◆ WHAT YOU WILL DO:
[1] In the soap-making text, which three essential oils make up the fall scent recipe?
[2] Shorten the paragraph of the soap-making text that begins "When you order your honey glycerin soap" into a single sentence that keeps its main facts.
## Start TEXT BLOCK
I also like that this soap base is a product of the USA!
For this fall scent essential oil recipe, I combined 3 essential oils – Clove Bud, Cinnamon Leaf (cinnamon bark will also work) and Sweet Orange. I have Aura Cacia oils pictured above because I used these or Young Living oils before I discovered Rocky Mountail oils. Again, any pure essential oil will work for this homemade soap making!)
What’s nice about making your own melt & pour soaps is that you can create your own custom scents. I particularly like this combo for this time of year.
But if you have other oils on hand that emulate autumn air – like vanilla, sandalwood, patchouli, ginger or frankincense – you can mix and match and create different versions of fall scented soap. See some specific essential oil blend recipes you can use at the bottom of this post!
When you order your honey glycerin soap, it will come in 2 – 1lb blocks. I make my soap in 2 different batches, because my Pyrex measuring cup can only fit one pound at a time.
Start by taking one of your 1lb blocks of soap and cut it into cubes. This soap is very easy to cut with a sharp knife. Place the cubes into your Pyrex measuring cup.
Microwave it in 30 second intervals, stirring each time. This is what mine looked like after one minute.
After another 30 seconds, it was almost all melted, but not quite.
One more 30 second zap and the soap is 100% liquefied. I then added 1/4 cup of crushed walnut shells.
(My 7 year old loved helping me pour in the ingredients!) Adding crushed walnut shells really is optional, but I love adding them for both texture and exfoliating purposes when using the soap. If you want your soap smooth, you can leave this step out.
## End TEXT BLOCK
## Start DATA ROWS
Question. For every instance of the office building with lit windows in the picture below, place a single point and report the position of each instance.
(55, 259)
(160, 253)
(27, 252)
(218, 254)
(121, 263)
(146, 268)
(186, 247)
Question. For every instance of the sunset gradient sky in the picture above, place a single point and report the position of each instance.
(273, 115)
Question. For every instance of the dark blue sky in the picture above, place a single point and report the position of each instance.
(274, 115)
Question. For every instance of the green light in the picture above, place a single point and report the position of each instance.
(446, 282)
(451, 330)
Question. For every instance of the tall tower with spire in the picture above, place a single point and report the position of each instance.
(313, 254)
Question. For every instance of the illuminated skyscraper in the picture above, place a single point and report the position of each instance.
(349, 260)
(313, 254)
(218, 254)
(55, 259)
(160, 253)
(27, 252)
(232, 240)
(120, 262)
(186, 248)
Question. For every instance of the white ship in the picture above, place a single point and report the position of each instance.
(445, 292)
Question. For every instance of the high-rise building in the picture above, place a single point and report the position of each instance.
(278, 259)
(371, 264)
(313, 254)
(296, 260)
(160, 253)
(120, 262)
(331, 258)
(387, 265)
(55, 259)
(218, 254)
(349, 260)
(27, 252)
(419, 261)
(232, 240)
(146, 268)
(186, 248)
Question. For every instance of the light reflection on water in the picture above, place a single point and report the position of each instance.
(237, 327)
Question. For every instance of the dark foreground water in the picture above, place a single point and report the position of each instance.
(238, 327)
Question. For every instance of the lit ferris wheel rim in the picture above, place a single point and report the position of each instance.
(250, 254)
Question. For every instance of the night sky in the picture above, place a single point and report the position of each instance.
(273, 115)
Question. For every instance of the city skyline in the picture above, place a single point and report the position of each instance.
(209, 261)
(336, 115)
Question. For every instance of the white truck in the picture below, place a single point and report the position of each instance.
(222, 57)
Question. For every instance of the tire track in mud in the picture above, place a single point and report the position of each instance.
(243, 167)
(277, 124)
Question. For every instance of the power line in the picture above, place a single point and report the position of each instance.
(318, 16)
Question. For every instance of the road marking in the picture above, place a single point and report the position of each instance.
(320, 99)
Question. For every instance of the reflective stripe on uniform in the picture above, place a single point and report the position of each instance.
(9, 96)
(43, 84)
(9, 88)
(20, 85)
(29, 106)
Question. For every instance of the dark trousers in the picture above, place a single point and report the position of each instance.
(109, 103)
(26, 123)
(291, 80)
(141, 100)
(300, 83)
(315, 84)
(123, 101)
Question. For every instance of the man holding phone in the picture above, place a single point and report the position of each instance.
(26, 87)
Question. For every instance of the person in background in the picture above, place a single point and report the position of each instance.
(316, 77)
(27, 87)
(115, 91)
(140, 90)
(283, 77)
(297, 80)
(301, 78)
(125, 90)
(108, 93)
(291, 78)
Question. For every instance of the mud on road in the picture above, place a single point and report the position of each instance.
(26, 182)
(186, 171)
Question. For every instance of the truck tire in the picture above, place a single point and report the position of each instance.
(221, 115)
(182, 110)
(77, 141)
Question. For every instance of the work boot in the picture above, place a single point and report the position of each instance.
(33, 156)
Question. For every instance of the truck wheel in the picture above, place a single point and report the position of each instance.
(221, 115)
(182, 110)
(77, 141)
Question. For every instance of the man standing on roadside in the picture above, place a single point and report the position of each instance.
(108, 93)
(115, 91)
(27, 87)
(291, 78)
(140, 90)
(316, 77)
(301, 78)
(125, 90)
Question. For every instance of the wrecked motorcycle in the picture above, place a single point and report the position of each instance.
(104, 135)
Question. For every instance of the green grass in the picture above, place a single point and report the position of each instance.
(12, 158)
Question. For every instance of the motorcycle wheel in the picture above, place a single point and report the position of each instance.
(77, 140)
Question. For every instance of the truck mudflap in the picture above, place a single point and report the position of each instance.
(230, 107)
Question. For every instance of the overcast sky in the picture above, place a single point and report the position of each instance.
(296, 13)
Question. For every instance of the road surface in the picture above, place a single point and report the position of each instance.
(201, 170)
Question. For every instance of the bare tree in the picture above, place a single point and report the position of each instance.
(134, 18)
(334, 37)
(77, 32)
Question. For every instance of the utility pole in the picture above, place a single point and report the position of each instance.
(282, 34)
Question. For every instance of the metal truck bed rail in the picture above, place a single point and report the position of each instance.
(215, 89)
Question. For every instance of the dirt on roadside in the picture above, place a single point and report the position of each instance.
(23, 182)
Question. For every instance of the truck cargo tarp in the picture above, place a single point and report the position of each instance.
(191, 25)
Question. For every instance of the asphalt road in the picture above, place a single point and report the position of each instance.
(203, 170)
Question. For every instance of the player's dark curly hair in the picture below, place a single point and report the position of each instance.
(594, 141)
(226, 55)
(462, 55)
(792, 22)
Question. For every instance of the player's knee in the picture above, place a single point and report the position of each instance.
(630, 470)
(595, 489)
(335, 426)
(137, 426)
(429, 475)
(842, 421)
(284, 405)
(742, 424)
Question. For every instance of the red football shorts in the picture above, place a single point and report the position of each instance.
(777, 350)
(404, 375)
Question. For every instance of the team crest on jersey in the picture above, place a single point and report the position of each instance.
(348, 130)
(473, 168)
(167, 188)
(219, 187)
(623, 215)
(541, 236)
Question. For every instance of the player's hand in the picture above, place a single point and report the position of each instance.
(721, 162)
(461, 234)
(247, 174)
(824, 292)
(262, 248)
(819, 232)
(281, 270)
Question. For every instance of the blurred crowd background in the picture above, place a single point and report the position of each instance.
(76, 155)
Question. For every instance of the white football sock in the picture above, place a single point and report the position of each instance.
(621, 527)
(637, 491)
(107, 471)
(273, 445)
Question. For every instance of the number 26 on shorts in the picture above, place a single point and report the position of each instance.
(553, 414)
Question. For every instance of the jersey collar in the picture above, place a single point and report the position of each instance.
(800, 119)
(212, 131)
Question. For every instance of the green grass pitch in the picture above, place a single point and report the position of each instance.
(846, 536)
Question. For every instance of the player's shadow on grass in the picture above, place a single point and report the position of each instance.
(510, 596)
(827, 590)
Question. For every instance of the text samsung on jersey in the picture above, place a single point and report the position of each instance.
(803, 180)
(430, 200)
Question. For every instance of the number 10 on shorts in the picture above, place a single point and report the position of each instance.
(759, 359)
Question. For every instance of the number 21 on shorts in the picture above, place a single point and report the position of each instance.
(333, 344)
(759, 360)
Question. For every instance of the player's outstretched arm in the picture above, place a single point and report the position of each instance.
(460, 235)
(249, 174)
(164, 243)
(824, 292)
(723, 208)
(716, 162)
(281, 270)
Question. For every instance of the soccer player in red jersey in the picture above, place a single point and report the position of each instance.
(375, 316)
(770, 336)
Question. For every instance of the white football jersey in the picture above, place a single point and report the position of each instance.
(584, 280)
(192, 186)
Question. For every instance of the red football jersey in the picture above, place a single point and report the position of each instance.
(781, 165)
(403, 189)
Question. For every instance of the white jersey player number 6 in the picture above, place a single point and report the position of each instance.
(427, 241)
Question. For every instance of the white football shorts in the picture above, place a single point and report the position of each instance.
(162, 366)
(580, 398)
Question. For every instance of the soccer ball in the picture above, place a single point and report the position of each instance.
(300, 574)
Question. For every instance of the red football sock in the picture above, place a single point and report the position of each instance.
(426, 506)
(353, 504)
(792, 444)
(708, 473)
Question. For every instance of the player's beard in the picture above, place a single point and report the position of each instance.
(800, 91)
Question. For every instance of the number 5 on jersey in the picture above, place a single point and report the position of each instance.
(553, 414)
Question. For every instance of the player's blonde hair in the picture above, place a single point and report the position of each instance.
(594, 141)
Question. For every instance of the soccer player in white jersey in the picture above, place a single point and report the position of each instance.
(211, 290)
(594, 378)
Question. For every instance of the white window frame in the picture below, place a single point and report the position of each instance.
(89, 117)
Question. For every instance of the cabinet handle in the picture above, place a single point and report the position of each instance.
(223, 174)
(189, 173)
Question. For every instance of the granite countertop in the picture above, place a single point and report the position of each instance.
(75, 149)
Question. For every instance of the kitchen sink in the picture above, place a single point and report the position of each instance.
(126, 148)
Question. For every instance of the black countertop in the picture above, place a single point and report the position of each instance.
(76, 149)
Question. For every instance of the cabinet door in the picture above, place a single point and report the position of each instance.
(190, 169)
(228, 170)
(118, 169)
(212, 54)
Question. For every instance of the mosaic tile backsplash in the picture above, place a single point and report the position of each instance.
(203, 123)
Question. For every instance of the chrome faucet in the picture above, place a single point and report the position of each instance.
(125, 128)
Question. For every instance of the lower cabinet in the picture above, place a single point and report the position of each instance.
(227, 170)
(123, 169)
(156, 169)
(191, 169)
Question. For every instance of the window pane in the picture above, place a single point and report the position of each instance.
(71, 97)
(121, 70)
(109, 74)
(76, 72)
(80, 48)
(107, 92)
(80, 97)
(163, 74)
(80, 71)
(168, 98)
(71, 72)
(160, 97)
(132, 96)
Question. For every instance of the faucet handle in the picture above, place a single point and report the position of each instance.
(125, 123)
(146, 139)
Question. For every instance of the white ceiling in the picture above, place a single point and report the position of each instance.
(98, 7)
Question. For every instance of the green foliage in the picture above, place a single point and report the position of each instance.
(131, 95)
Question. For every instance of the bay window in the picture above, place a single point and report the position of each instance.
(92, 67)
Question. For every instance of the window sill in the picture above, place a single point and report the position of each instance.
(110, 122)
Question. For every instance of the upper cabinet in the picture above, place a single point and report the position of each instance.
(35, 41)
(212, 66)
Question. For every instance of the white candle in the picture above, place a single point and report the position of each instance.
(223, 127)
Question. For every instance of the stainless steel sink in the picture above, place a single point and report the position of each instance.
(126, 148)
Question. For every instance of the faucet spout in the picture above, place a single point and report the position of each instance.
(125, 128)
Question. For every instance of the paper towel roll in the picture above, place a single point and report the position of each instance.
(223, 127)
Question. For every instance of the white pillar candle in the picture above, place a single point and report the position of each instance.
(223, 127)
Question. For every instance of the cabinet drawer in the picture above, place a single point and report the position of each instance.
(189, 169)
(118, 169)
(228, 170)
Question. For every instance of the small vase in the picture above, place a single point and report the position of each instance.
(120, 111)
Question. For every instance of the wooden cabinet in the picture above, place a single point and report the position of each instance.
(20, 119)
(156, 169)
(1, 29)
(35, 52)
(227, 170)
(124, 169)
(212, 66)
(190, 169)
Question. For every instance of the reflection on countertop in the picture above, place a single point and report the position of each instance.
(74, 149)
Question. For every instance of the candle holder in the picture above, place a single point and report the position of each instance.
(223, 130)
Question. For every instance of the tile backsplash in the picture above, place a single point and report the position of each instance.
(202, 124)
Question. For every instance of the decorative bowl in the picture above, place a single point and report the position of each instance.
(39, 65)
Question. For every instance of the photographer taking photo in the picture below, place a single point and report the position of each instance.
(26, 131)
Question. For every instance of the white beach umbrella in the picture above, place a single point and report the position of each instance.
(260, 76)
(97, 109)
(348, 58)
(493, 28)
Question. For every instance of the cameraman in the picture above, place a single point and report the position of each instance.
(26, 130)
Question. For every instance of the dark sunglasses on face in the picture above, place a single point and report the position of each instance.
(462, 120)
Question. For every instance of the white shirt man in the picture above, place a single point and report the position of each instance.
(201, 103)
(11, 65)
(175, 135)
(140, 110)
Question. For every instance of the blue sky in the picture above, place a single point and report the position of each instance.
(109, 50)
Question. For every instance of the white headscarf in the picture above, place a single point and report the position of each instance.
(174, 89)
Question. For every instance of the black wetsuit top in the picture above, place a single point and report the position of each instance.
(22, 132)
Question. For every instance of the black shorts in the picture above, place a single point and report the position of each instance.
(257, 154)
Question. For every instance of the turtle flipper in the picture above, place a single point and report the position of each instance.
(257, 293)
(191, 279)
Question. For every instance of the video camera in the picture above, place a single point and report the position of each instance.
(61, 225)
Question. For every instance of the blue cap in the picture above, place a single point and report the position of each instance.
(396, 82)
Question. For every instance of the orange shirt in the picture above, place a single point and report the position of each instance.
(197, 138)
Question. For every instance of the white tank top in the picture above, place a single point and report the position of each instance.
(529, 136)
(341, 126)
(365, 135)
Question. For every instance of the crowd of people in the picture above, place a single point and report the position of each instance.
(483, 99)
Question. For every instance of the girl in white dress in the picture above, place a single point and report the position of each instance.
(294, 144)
## End DATA ROWS
◆ ANSWERS:
[1] Clove Bud, Cinnamon Leaf, and Sweet Orange.

[2] The honey glycerin soap comes as two 1lb blocks, so it is made in two batches because the Pyrex measuring cup holds only one pound at a time.